WHAT IS NEEDED: Begin with the line containing "of the gravel" and end with the last line of the data below; return those lines exactly, and only those.

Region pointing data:
______________________________

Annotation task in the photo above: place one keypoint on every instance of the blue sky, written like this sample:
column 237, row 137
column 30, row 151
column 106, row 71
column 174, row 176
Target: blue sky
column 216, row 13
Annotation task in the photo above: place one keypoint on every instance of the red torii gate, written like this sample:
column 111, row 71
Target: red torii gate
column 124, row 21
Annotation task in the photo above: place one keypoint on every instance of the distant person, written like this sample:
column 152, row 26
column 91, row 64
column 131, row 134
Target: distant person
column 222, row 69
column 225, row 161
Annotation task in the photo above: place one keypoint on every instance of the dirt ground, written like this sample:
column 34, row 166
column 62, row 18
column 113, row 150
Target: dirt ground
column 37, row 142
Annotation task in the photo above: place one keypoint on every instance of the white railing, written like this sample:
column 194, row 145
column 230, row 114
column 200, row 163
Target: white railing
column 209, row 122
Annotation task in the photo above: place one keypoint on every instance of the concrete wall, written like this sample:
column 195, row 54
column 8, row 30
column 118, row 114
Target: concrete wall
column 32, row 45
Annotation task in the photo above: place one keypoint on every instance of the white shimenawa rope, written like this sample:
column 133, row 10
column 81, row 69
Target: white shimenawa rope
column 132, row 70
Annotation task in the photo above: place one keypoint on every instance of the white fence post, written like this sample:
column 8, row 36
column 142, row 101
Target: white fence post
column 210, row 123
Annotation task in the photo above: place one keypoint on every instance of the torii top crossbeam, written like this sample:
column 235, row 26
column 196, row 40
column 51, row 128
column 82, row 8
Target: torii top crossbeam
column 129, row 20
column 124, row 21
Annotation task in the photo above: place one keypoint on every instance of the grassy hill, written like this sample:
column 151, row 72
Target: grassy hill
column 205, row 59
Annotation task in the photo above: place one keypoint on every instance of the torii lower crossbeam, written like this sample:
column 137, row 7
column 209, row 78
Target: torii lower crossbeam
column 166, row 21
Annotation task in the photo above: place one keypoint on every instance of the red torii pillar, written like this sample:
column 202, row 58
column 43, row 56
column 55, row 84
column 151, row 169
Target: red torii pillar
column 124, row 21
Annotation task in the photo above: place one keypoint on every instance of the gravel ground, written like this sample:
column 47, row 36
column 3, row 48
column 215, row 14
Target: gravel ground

______________________________

THE ANSWER:
Annotation task in the photo above: place one keypoint on every instance of the gravel ground, written like this sample:
column 47, row 36
column 3, row 48
column 215, row 14
Target: gravel ground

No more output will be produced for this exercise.